=== DATASET CONTENT ===

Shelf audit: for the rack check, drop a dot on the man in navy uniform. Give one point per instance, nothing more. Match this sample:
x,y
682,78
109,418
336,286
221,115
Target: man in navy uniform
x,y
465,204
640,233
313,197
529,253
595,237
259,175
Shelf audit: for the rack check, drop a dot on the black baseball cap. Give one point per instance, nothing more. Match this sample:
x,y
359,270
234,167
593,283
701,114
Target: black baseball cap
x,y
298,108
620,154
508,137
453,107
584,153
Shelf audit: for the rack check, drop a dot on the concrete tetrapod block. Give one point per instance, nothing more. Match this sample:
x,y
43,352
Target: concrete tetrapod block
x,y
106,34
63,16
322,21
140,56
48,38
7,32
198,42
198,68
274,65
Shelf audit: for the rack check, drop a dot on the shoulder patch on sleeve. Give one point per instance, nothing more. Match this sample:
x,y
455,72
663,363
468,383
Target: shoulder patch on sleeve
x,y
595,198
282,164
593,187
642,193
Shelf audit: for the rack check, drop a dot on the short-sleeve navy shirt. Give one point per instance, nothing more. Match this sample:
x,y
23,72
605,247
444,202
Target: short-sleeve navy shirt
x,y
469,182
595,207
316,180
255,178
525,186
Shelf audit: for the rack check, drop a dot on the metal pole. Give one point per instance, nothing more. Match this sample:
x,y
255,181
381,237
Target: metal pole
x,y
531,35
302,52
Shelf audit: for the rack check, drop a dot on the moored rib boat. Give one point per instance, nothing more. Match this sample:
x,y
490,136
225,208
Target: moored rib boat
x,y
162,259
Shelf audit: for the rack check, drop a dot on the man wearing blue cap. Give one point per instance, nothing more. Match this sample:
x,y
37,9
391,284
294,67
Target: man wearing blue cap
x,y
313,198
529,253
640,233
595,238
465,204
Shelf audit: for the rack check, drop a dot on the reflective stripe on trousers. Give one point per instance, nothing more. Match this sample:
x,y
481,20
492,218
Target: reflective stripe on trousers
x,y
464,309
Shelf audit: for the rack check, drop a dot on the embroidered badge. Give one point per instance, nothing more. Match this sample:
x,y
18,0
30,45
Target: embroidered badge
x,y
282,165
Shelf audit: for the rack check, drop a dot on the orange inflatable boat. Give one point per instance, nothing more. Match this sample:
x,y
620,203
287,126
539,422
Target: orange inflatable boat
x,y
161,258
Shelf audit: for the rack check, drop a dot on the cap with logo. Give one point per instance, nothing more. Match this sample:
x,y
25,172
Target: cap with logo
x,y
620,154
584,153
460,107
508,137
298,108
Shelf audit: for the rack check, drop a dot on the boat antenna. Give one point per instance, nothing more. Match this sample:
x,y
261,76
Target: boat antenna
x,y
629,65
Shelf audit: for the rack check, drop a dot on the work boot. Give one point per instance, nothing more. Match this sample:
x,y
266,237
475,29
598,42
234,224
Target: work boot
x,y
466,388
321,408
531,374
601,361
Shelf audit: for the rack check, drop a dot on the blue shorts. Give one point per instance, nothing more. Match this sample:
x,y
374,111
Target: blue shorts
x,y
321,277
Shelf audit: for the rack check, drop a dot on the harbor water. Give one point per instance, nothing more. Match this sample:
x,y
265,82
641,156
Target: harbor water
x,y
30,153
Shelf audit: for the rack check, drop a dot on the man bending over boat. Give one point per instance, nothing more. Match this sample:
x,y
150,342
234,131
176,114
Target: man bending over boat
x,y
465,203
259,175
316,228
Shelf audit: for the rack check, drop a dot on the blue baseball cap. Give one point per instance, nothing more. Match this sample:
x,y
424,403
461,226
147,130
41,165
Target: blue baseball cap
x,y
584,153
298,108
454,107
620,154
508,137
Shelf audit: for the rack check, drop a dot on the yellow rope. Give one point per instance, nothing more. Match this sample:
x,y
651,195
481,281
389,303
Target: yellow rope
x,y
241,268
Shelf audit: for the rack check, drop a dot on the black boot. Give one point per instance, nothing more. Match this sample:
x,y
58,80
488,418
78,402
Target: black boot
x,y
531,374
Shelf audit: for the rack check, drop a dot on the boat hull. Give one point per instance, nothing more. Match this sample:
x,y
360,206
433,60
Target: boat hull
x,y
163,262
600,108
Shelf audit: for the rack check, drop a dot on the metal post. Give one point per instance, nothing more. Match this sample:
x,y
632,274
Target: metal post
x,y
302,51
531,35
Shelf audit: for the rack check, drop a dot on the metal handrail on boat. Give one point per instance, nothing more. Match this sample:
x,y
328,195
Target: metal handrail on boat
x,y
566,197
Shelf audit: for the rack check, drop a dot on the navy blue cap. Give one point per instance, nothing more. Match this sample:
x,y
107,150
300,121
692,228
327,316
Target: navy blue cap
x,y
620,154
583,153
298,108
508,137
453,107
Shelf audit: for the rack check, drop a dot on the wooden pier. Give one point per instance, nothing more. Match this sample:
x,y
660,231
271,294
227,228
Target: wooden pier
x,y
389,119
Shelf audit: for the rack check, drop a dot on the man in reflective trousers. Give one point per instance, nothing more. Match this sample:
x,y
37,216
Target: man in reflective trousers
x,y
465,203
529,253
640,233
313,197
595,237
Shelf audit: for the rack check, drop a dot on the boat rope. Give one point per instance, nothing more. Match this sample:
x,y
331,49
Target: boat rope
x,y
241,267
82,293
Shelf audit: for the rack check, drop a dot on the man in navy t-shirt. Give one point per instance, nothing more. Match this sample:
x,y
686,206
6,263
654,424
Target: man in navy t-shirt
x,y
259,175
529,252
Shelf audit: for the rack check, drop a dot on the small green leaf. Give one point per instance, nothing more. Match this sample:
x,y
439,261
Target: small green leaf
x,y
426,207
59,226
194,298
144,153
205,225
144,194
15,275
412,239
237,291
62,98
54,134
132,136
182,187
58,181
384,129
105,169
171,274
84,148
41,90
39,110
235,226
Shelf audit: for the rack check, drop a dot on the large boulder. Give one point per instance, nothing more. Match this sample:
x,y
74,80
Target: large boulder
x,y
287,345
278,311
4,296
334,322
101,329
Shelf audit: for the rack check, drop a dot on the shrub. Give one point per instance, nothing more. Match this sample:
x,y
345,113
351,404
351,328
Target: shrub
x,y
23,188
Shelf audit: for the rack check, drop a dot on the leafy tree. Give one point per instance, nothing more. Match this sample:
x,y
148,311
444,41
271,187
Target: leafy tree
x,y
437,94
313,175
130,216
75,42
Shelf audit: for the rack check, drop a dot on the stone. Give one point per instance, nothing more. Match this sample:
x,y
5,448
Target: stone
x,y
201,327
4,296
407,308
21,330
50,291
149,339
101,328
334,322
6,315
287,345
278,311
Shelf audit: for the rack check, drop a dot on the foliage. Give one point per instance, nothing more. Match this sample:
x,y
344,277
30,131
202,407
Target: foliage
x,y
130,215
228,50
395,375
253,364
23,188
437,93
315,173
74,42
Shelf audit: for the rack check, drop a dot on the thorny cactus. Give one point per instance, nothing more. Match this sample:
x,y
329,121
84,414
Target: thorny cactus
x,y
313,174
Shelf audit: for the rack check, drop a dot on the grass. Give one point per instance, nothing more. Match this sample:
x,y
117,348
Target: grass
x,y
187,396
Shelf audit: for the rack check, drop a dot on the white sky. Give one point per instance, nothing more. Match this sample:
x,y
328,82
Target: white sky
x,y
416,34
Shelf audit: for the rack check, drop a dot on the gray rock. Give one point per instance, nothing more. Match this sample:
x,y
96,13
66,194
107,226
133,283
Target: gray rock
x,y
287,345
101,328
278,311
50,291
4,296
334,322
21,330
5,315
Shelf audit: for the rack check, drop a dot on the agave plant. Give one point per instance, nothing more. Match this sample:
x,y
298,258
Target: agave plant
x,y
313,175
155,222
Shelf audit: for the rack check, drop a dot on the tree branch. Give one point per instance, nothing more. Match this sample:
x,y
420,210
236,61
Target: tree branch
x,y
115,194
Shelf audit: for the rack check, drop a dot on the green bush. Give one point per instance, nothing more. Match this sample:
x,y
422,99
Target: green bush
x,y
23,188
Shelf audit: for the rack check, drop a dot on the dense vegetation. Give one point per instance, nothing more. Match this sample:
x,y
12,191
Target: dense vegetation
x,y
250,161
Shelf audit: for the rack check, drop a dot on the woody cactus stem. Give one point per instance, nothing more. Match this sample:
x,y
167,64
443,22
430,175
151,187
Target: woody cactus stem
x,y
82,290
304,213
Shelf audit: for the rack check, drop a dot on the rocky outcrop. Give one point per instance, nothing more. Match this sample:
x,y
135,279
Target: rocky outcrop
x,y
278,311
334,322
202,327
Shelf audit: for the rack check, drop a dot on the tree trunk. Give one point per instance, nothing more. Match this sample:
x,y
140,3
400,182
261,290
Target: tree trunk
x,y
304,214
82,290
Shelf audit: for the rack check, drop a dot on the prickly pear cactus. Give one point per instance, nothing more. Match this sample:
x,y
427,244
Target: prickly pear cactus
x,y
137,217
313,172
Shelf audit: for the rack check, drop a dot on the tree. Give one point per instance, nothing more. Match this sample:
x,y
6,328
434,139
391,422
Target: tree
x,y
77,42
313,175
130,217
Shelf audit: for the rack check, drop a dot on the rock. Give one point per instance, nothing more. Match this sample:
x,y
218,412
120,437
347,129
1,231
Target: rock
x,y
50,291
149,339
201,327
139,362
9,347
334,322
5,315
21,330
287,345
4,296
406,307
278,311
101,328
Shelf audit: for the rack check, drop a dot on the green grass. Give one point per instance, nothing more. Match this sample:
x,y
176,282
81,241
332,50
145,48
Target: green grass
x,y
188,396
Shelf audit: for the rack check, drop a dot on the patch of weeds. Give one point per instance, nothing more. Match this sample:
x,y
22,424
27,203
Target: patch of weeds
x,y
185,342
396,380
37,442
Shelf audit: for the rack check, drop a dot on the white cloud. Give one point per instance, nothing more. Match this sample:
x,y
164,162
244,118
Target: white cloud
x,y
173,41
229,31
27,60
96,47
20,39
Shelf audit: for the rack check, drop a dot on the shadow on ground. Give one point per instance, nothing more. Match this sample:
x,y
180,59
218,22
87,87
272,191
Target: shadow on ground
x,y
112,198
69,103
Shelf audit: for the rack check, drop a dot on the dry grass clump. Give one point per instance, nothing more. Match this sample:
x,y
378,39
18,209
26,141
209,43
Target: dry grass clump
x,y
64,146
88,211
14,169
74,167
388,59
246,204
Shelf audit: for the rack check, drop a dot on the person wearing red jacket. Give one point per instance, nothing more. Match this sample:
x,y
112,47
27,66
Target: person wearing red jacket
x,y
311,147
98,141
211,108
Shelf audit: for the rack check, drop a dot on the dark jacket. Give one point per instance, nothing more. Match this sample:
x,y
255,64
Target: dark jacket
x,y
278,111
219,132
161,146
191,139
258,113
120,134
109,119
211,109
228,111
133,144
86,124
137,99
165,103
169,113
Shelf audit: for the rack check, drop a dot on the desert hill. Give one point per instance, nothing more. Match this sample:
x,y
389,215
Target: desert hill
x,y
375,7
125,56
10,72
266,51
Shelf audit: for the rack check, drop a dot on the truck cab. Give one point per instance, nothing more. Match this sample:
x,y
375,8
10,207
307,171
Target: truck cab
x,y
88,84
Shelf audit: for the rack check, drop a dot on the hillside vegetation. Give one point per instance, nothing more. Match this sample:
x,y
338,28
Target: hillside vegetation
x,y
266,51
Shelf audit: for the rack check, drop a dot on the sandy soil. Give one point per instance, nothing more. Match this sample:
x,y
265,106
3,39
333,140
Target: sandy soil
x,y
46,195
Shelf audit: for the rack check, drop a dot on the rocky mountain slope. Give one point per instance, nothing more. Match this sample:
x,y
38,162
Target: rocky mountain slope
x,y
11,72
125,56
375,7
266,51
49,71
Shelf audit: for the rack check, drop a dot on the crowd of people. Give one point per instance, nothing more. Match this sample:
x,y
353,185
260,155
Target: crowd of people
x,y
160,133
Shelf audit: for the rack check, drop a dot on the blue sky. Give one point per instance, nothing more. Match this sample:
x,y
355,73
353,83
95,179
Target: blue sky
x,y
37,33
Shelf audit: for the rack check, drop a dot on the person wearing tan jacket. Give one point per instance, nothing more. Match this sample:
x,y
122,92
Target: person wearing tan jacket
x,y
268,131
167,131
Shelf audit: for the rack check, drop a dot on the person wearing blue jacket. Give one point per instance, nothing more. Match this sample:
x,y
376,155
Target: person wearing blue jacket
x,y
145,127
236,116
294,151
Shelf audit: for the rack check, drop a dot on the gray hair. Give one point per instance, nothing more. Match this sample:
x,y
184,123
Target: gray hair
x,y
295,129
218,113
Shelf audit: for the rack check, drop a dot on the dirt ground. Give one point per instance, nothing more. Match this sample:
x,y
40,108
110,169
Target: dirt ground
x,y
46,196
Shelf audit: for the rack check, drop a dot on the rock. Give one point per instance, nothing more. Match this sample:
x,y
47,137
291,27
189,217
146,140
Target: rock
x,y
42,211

===

# INSTRUCTIONS TO FOLLOW
Every line from the one holding "on the crowd" through the final line of the listing must be echoed exactly; leave out all other lines.

# EXERCISE RESULT
Shelf audit: for the rack check, drop a dot on the crowd of people. Give one point per instance, nothing more. Match this sample:
x,y
353,185
260,155
Target: crowd of people
x,y
160,133
Shelf audit: for the rack check, drop a dot on the blue sky. Give one point per instance, nothing more. Match this sample:
x,y
355,73
353,83
95,179
Target: blue sky
x,y
37,33
Shelf audit: for the rack check, drop a dot on the person wearing tan jacket. Give one point per instance, nothing more. Match this sample:
x,y
122,92
Target: person wearing tan jacket
x,y
268,131
167,131
Shelf audit: for the rack check, drop a dot on the person wearing blue jacket. Give one point per instance, nothing more. Match this sample:
x,y
376,155
Target: person wearing blue jacket
x,y
145,127
236,116
294,151
Shelf audit: for the rack check, drop a dot on the gray hair. Give one point per instance, nothing more. Match this sample:
x,y
184,123
Target: gray hair
x,y
295,129
218,113
Shelf audit: for the rack check, drop a dot on the dirt ground. Give one point per instance, nothing more. Match this sample:
x,y
40,108
110,169
Target: dirt ground
x,y
46,196
Shelf audit: for the rack check, drop a dot on the rock. Give one point per instance, nothing more. Match this sample:
x,y
47,137
291,27
189,217
146,140
Target: rock
x,y
42,211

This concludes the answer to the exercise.